## What you need to do
In the passage below about Downtown Kingston's Art District, how much did an individual or organization have to invest to become a First 100 Partner?

## Document text

::::

Once we had the place, our implementation approach was to invest in what already existed. We started with very visible work, using murals to beautify the old roofless buildings in Water Lane and that spread from East Street to Orange Street. We then had to activate the space with monthly events, so we developed the monthly Artwalk festival, building on the National Gallery of Jamaica’s “Last Sundays” event. In order to make sure that entrepreneurs had somewhere to access training, network, and to host their meetings and events, we built a creative hub on the upper floor of a 100-year old building. Slowly but surely, the “destination” emerged over time.
Thousands gather Downtown for the Kingston Creative Artwalk Festival, a free event that showcases the city as a safe place of culture, creativity, and community.
What a Creative Urban Tourism Strategy Actually Requires
Partnership was the most important piece of the strategy, and probably the most time consuming. We had conversations, built trust, and partnered with the government, businesses, foundations and multilaterals. Any individual or organisation willing to invest one million dollars or more in cash or in kind became a First 100 Partner — a Founder of the Creative City, recognised with a permanent plaque in the Art District. The result of this, is what visitors to Kingston now experience through the daily tours and quarterly festivals. The Art District is a cultural tourism experience where culture is not staged for tourists but lived by the people who create it.
This strategy requires patience, partnership and persistence. Taking small steps is not flashy. Results do not show up at the end of a quarter or even a year. What we are building is trust with our partners and creative community. Healthy ecosystems take time to develop. It requires the ability to share credit, because no single organisation can transform a city alone. The First 100 partners that saw and invested in the vision are truly the founders of the creative city and we owe them a debt of thanks.
The Kingston Creative Team in front of the First 100 Donor Wall on Church Street, Downtown Kingston. The Donor wall celebrates the first 100 donors and funders of the Downtown Kingston Arts District.
Visitors flock to Water Lane to experience Kingston’s thriving street art scene firsthand. The murals, created by world-class artists have transformed Downtown Kingston into one of the Caribbean’s most compelling urban destinations.
Redefining What Success Looks Like
It also requires a different way to measure success. It’s not just visitor numbers and revenue, although those are important. Many corporate veterans ask me – So how do you make money? Not understanding that the true measure of our success lies in the young people from the community that feel pride in their neighbourhood and who are less stigmatised by society, community residents who find employment as tour guides, a reduction in crime on a particular street, or the number of visitors that spend with local bars and restaurants, photographs that share with the world visuals that quietly, persistently change how Kingston – and by extension Jamaica – is perceived.

::::

## Given entries
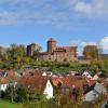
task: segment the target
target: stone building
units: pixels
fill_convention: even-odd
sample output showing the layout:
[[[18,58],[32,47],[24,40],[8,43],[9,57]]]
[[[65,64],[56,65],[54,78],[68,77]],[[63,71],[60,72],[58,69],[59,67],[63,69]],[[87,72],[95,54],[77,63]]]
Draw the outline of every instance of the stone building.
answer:
[[[36,54],[36,58],[40,60],[57,60],[57,62],[76,62],[77,46],[57,46],[56,41],[53,38],[48,40],[48,52]]]
[[[31,43],[27,45],[27,56],[33,56],[35,52],[37,52],[39,49],[39,45],[36,43]]]

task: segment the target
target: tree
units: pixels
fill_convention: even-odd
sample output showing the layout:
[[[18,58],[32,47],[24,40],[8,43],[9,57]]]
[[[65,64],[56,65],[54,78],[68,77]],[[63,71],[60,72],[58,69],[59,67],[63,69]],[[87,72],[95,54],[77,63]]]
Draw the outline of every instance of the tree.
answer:
[[[85,45],[83,49],[83,55],[85,59],[97,59],[98,58],[98,49],[96,45]]]

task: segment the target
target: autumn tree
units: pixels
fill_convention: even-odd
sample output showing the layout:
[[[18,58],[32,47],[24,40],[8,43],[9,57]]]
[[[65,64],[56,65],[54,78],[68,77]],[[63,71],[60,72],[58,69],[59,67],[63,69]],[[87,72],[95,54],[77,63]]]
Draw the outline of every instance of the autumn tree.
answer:
[[[83,49],[83,55],[85,59],[97,59],[98,48],[96,45],[85,45]]]

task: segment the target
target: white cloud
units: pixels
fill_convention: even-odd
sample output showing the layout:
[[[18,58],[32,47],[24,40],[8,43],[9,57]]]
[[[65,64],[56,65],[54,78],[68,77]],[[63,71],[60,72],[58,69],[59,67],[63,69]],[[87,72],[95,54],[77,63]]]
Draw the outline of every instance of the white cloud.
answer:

::::

## Written solution
One million dollars or more, in cash or in kind.